**Task:** Word for word, repeat the lines of the records from the one containing "Return one point per instance of the red storefront" through the last line, both included.

(Point annotation records)
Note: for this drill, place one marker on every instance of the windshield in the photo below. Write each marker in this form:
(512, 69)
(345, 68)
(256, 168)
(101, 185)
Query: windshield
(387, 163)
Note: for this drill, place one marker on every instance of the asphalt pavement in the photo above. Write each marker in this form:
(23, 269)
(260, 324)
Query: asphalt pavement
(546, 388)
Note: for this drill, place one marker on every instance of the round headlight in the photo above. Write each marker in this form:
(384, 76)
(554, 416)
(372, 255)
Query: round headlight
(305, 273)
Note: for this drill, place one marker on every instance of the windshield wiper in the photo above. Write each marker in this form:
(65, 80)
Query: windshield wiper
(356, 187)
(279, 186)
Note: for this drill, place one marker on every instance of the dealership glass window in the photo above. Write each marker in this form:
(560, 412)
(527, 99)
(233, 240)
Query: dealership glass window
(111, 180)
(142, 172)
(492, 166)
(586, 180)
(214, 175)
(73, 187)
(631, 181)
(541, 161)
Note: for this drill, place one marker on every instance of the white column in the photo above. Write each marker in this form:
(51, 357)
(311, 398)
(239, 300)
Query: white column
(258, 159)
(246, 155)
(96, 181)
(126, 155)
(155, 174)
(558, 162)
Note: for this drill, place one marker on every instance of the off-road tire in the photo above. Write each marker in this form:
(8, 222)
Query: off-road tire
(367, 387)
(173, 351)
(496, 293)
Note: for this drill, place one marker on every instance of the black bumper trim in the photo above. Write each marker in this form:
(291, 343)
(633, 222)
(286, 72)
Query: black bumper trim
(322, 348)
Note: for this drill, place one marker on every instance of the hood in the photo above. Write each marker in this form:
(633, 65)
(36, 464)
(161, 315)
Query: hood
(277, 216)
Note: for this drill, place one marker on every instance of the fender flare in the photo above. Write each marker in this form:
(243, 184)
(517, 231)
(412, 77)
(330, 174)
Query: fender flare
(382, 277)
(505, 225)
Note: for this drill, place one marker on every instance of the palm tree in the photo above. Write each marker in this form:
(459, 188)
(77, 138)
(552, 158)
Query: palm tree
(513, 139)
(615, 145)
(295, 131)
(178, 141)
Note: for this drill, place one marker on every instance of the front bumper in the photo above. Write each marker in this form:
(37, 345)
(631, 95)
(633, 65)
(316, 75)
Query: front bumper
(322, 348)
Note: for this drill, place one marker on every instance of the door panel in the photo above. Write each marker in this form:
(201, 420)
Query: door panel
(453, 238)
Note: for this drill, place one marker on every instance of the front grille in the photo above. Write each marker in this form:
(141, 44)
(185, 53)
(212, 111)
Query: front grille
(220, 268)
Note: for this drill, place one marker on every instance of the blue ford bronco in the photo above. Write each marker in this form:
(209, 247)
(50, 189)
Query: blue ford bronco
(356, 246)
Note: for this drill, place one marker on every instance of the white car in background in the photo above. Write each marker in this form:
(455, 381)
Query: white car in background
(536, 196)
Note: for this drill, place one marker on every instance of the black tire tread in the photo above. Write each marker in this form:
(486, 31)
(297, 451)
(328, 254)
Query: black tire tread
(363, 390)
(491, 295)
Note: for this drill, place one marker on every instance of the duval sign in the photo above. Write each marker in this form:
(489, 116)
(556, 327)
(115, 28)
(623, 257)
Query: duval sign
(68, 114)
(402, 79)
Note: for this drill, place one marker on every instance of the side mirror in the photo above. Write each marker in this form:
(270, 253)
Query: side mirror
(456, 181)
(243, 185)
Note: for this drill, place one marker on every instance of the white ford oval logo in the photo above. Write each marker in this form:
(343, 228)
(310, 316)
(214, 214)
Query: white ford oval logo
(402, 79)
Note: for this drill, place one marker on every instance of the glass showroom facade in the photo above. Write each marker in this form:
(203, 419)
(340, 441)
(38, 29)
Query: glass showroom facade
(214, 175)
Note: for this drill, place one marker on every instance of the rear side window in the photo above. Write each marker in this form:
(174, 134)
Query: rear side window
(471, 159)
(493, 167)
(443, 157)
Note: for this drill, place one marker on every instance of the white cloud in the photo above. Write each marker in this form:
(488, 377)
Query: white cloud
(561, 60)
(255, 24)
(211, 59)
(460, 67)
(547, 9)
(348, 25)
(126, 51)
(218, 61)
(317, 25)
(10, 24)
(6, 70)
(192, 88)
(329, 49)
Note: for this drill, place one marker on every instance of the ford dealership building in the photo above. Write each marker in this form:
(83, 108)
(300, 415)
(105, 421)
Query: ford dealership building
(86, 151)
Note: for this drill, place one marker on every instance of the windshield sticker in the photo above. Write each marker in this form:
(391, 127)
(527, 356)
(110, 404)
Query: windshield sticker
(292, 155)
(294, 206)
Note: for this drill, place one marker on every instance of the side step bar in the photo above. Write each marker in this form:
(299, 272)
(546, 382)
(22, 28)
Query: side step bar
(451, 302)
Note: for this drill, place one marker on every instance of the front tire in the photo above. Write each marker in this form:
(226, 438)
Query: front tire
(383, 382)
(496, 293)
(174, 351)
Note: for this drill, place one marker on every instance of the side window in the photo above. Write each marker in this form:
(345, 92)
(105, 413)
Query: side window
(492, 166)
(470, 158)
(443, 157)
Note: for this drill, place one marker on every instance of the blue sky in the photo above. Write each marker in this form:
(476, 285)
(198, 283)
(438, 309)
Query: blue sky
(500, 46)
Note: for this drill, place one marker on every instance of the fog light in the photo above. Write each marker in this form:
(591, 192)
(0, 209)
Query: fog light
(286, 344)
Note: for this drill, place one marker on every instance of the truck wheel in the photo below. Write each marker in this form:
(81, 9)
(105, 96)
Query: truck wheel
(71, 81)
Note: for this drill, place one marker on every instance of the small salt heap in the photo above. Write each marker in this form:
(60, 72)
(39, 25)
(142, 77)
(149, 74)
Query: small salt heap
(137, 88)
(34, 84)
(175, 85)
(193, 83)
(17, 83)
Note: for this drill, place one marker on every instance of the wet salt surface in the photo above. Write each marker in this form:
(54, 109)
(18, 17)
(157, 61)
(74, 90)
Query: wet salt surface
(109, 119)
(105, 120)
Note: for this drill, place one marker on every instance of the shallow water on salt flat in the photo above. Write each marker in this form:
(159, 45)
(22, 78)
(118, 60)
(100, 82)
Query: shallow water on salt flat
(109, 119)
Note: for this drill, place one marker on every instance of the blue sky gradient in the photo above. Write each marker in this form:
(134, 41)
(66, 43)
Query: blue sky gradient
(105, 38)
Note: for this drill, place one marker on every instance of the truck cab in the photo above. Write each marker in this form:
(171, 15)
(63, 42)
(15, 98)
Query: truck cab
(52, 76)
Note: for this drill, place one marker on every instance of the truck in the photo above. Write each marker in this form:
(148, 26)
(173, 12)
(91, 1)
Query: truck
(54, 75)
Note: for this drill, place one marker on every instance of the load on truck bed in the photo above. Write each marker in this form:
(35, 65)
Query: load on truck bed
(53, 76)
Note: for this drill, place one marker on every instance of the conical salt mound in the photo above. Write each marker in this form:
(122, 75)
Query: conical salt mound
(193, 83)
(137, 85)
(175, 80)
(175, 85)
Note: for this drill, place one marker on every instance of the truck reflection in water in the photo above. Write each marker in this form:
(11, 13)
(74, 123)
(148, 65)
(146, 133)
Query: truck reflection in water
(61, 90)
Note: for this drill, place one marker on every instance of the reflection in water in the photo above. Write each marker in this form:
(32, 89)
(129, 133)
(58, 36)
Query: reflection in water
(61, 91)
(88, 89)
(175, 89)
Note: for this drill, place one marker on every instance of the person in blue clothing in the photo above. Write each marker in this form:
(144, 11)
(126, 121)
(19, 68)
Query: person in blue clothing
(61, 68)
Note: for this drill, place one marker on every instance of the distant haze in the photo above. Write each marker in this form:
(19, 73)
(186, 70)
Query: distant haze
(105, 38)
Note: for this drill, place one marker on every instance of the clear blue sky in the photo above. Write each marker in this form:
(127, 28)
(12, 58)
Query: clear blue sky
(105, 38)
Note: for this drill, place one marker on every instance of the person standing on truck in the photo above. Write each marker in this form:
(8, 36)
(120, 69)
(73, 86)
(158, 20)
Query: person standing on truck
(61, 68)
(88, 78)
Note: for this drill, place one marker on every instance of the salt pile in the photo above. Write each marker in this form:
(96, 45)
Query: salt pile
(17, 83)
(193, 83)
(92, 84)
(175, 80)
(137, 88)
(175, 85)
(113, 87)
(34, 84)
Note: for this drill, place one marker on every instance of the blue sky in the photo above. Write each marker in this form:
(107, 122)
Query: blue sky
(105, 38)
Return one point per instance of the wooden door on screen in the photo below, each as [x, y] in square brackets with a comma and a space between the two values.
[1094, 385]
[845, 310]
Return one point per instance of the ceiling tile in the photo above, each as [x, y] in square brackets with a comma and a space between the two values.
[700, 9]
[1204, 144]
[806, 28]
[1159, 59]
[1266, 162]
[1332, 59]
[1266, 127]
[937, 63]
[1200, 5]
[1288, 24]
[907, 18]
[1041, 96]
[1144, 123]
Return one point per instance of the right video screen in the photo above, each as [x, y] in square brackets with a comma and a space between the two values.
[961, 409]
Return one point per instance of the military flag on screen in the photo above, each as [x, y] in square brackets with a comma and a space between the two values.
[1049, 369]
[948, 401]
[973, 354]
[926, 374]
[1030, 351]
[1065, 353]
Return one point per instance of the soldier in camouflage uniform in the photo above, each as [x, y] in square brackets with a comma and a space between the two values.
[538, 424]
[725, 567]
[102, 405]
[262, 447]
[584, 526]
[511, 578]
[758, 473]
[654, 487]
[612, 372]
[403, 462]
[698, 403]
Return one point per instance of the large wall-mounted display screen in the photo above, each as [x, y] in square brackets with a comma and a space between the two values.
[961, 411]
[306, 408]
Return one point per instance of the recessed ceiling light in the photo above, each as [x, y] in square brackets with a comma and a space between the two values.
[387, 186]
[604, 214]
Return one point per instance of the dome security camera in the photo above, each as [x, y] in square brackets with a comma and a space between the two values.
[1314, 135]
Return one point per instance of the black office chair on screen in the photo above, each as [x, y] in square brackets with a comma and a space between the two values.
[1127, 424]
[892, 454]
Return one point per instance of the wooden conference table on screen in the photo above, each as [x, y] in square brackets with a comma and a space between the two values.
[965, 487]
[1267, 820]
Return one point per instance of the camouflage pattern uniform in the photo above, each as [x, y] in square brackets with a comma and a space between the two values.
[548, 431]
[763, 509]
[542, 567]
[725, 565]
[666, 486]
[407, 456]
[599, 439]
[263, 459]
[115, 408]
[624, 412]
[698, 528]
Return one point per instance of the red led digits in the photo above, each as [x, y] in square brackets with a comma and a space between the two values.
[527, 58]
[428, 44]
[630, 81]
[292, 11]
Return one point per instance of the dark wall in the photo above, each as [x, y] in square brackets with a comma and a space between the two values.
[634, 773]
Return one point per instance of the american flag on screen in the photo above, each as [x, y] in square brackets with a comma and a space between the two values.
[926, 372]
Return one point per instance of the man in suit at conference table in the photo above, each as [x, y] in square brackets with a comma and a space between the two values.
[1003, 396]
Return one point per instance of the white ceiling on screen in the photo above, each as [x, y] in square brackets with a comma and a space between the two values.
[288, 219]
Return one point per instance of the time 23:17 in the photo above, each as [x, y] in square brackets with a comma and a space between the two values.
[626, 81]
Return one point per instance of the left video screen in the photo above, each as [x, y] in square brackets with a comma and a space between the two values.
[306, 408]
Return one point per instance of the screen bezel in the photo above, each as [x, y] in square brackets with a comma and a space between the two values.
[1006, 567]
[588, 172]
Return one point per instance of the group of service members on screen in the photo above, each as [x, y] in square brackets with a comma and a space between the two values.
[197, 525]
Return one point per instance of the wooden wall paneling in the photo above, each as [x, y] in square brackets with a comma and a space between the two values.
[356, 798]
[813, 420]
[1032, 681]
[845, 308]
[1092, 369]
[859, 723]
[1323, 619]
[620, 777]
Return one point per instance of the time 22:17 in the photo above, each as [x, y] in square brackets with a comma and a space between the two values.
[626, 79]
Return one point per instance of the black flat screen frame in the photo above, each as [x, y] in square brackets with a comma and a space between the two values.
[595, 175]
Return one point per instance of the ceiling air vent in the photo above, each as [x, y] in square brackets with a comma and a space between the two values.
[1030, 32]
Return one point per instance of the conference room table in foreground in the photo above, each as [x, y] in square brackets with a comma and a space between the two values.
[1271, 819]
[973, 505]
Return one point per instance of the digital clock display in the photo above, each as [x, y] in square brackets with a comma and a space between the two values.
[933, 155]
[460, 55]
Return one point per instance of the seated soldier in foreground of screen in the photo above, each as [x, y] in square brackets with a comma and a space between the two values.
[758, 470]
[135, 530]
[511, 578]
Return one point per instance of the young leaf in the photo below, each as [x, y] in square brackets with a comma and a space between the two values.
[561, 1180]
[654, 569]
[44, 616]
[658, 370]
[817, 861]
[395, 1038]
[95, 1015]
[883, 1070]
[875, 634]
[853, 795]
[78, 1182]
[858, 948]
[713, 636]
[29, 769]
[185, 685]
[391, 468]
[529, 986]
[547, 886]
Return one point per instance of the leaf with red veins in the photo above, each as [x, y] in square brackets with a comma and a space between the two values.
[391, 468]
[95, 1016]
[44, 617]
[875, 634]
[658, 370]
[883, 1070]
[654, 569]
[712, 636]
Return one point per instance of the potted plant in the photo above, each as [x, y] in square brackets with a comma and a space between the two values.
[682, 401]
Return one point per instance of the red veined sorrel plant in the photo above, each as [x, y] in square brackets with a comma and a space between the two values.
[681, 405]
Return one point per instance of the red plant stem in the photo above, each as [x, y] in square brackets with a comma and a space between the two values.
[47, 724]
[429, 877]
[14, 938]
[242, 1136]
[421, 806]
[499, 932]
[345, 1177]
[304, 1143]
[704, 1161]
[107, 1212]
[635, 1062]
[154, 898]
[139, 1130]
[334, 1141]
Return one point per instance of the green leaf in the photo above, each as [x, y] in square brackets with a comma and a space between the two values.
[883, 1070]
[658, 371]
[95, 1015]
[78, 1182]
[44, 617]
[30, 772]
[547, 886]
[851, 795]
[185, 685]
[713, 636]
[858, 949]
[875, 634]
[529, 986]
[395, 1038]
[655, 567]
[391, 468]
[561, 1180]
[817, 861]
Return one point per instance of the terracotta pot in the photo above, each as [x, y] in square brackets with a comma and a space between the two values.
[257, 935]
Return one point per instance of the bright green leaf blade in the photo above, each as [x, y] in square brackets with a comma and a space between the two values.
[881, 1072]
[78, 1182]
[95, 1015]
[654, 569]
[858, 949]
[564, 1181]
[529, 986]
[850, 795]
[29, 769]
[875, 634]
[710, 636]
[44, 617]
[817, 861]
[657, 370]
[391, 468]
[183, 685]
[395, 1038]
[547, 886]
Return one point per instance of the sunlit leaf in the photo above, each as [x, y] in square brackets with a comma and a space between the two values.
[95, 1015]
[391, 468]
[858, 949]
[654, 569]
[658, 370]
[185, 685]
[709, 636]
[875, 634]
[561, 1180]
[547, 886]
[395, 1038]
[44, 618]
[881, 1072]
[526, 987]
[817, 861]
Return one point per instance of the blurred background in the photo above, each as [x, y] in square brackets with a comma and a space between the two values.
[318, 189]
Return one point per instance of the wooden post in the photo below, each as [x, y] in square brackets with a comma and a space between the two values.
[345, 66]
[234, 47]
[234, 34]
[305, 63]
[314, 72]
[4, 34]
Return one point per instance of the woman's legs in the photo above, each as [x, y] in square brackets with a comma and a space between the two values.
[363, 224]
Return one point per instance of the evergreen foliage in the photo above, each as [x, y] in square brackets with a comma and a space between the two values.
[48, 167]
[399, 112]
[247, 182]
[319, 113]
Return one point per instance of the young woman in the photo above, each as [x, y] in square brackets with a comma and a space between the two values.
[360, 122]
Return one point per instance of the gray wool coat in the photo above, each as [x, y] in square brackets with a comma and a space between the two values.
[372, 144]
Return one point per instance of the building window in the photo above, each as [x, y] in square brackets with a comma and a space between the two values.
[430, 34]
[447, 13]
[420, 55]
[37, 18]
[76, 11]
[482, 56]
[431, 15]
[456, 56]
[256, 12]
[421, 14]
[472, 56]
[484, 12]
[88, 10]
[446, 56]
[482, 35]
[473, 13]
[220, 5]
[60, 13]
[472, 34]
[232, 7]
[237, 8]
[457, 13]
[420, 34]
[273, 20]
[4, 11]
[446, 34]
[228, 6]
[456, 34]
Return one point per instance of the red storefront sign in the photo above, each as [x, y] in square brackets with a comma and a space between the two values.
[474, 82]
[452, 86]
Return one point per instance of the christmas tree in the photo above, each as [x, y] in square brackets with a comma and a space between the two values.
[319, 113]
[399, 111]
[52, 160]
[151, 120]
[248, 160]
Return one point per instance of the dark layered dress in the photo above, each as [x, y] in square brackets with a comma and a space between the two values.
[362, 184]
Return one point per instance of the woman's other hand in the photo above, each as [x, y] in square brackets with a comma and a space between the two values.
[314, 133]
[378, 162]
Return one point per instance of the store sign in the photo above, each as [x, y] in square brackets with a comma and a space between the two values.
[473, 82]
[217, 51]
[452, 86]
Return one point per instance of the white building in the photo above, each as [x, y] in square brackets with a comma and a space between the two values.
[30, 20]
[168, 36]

**Exercise output:**
Return one point per instance of the red storefront sign in the photo above, each as [x, y] in square brackets with a comma and a space between the two values.
[474, 82]
[452, 86]
Return one point per instance of the christmas tree in the photo above, each as [x, y] in square brackets with a comma and a space between the two values.
[319, 113]
[399, 111]
[52, 160]
[151, 120]
[248, 160]
Return one point per instance of the dark layered dress in the photo above, each as [x, y] in square brackets with a comma and a space between the two values.
[362, 184]
Return one point per instance of the woman's other hand in the photo above, each as [x, y] in square brackets with a comma and a space between the two values.
[314, 133]
[378, 162]
Return one point per instance of the store sign in the photo above, each as [x, y] in square brackets with a comma and a space between the two values.
[473, 82]
[217, 51]
[452, 86]
Return one point per instance of the white building in the photo above, each as [x, y] in square brackets with a comma and a space between the two values.
[30, 20]
[168, 36]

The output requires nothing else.